● Zitierter Text
---

Martin Santoro
· 05.08.2022
Schenkt man dem Kennzeichen IN-RM 666 Glauben, könnten diabolische Mächte am Werk gewesen sein. In Wahrheit aber bevollmächtigte MTM den Audi RS6 Avant mit 1001 PS aktuelle Supercars aufzumischen. Ist das noch fahrbar?
Audis brachialer Sportkombi RS6 Avant ist bereits ab Werk so etwas wie ein Supercar im familienfreundlichen Gewand. Was er darüber hinaus ist: ein Liebling der Tuning-Branche. Schließlich hält sein Vierliter-Biturbo-V8 trotz 600 Serien-PS noch Unmengen an Reserven bereit. Einen aktuellen Beweis dafür liefert wieder einmal Roland Mayer mit dem wohl extremsten RS6, den der MTM-Chef je mit seinem Team modifiziert hat. Audis Power-Kombi ist grundsätzlich eine Art Markenzeichen für den bayerischen Tuning-Ingenieur im Vorgarten des Ingolstädter Hauptquartiers. Jedes der drei Vorgänger-Modelle hat Mayer kompetent veredelt und mit dem neuen C8 ein solch respekteinflößendes Auto geschaffen, das es der gesamten Sportwagen-Gemeinde das Fürchten lehrt. Eine Art „RS6 drei mal Plus“, den Audi nebenan so nie anbieten würde. Der RS6 als solcher hat sich in seiner inzwischen 20-jährigen Karriere den Ruf als absolutes Speedmonster für alle Tage und jedes Wetter erworben. Zuletzt wurde auch die Optik immer brachialer. Die Menschen lieben diese Kombination und MTM setzt in Richtung Performance nochmal gehörig einen drauf, ohne den Alltagsnutzen aber brutal einzuschränken.

---

● Datenblock
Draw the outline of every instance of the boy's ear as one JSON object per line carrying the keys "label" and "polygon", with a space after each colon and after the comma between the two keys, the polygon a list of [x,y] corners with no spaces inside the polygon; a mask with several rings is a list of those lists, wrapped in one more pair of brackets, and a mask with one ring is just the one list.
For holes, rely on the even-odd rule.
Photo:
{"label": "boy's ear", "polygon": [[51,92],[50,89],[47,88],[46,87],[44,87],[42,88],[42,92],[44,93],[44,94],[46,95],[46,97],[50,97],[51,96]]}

---

● Aufgabenstellung
Schreiben Sie aus dem Text über den MTM-Umbau des Audi RS6 Avant die Stelle von „Martin Santoro“ bis „das noch fahrbar?“ wortgetreu ab.

● Antwort
Martin Santoro
· 05.08.2022
Schenkt man dem Kennzeichen IN-RM 666 Glauben, könnten diabolische Mächte am Werk gewesen sein. In Wahrheit aber bevollmächtigte MTM den Audi RS6 Avant mit 1001 PS aktuelle Supercars aufzumischen. Ist das noch fahrbar?